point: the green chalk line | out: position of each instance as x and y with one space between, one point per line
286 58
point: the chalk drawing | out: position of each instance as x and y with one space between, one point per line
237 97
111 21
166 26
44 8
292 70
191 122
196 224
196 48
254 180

* **The problem**: Copy the data above line for line, changing nothing.

* **Full solution**:
point: the green chalk line | out: position of each instance as x and y with one space between, one point per line
286 58
point: the chalk drawing | out: position of each instance as x and y with one space between, one point per line
237 97
111 21
166 26
44 8
292 70
191 122
196 224
196 48
254 180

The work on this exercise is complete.